(EXERCISE INSTRUCTIONS)
Turn every line of the entries below into a Markdown table with two columns, Row and Line, numbering each line in order and skipping blank lines. Leave the pictures out.

■ ■ ■ ■ ■

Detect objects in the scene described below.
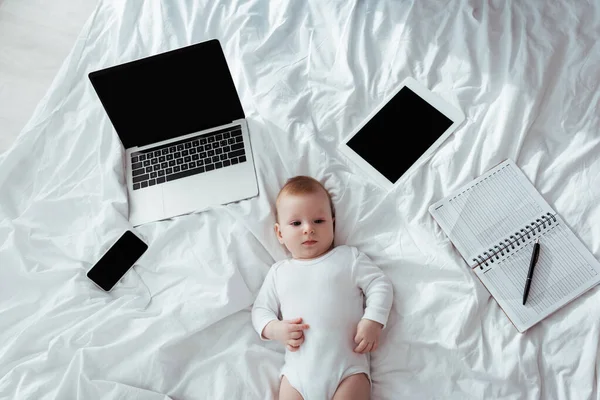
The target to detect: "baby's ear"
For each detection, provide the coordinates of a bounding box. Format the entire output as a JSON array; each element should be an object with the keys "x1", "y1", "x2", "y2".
[{"x1": 273, "y1": 223, "x2": 283, "y2": 244}]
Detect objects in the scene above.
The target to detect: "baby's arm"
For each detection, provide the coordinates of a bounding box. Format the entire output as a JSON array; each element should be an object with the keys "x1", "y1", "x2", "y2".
[
  {"x1": 252, "y1": 267, "x2": 279, "y2": 340},
  {"x1": 352, "y1": 249, "x2": 393, "y2": 353},
  {"x1": 252, "y1": 267, "x2": 309, "y2": 351}
]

■ ■ ■ ■ ■

(THE ANSWER)
| Row | Line |
|---|---|
| 1 | Detect objects in the scene described below. |
| 2 | The target to detect: "baby's ear" |
| 3 | For each detection, provide the coordinates of a bounding box. Format the entire output as a JSON array; each element should be an object with the keys "x1", "y1", "x2", "y2". |
| 4 | [{"x1": 273, "y1": 223, "x2": 283, "y2": 244}] |
| 5 | Detect objects in the scene above. |
| 6 | The target to detect: "baby's arm" |
| 7 | For each detection, provide the coordinates of a bounding box. Format the entire output as a JSON array; each element should be an object with the keys "x1", "y1", "x2", "y2". |
| 8 | [ |
| 9 |   {"x1": 252, "y1": 267, "x2": 279, "y2": 340}, |
| 10 |   {"x1": 352, "y1": 249, "x2": 393, "y2": 353}, |
| 11 |   {"x1": 252, "y1": 267, "x2": 309, "y2": 351} |
| 12 | ] |